What is being asked
Repeat the listing below in full, exactly as it stands.
* Start Supplied material *
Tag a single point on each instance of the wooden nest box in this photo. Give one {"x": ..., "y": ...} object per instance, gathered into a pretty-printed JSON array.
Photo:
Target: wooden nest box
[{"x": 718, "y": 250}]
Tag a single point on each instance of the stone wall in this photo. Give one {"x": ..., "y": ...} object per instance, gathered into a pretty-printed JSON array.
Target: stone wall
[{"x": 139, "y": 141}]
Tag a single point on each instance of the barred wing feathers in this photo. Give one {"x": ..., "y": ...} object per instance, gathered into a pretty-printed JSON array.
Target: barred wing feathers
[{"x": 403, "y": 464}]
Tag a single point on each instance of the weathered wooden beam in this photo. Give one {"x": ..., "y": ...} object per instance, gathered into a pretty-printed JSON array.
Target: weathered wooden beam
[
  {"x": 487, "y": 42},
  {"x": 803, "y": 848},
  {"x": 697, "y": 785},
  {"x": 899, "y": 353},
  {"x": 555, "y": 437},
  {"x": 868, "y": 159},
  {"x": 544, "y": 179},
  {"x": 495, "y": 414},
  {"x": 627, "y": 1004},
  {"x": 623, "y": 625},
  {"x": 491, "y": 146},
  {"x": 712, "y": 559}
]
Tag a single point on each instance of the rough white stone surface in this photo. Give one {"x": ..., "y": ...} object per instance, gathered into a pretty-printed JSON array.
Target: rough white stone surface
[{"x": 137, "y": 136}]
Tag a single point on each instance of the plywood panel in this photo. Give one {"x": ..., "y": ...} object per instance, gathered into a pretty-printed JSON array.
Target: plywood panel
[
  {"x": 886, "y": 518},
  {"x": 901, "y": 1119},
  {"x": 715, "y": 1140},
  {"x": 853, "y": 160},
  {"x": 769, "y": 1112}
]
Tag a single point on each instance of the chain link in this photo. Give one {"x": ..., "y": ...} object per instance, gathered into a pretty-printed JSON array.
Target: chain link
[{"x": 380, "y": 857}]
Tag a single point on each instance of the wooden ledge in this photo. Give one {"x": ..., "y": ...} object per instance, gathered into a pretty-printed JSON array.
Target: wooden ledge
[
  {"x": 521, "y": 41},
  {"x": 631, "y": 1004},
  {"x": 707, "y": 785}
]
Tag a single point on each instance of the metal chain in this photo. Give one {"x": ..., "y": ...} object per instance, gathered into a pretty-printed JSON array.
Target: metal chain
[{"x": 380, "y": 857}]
* End Supplied material *
Result below
Tag a single point on each instance of the wooden nest box in this photo. Give one {"x": ..., "y": ...} object per instance, gathered into a pretty-printed JSON array.
Photo:
Target: wooden nest box
[{"x": 718, "y": 250}]
Tag a single point on each instance of the stone wall in this photo. Give one {"x": ..., "y": ...} object per instance, gathered into a pretty-printed JSON array.
Target: stone wall
[{"x": 139, "y": 141}]
Tag a single point on each instance of the barred wing feathers in this photo. Give one {"x": ..., "y": ...} object per instance, gathered into a pretty-printed JSON array.
Target: barred wing feathers
[{"x": 403, "y": 464}]
Tag a single point on each instance of the weathered wooden beam in this photo. Give one {"x": ..., "y": ...} object per instance, gathered into a pretty-printed JSON array.
Target: weathered wooden beam
[
  {"x": 487, "y": 42},
  {"x": 803, "y": 848},
  {"x": 697, "y": 785},
  {"x": 899, "y": 353},
  {"x": 555, "y": 437},
  {"x": 868, "y": 159},
  {"x": 544, "y": 179},
  {"x": 495, "y": 414},
  {"x": 627, "y": 1004},
  {"x": 623, "y": 625},
  {"x": 491, "y": 146},
  {"x": 712, "y": 559}
]
Tag a single point on each instance of the rough white stone surface in this photo. Give one {"x": ..., "y": ...} object per instance, gathered into a pretty-printed JSON array.
Target: rough white stone surface
[{"x": 137, "y": 136}]
Tag a single point on each instance of the plywood panel in this photo. Give one {"x": ..., "y": ...} object per instance, gathered into a pretty-printed JSON array.
Target: plywood panel
[
  {"x": 886, "y": 518},
  {"x": 901, "y": 1119},
  {"x": 715, "y": 1140},
  {"x": 853, "y": 160},
  {"x": 769, "y": 1112}
]
Tag a single point on each instance of the chain link in this photo. Give one {"x": ..., "y": ...} object per instance, gathered into a pretty-printed JSON array.
Target: chain link
[{"x": 380, "y": 857}]
Tag a single point on each instance of the wooden ledge in this photo. Give one {"x": ..., "y": ...} object per instance, gathered into a pretty-printed JSON array.
Target: wooden ledge
[
  {"x": 521, "y": 41},
  {"x": 631, "y": 1004},
  {"x": 707, "y": 785}
]
Tag a single point on each instance of the metal chain in this photo. Give one {"x": ..., "y": ...} object per instance, gathered into a pretty-printed JSON array.
Target: metal chain
[{"x": 380, "y": 857}]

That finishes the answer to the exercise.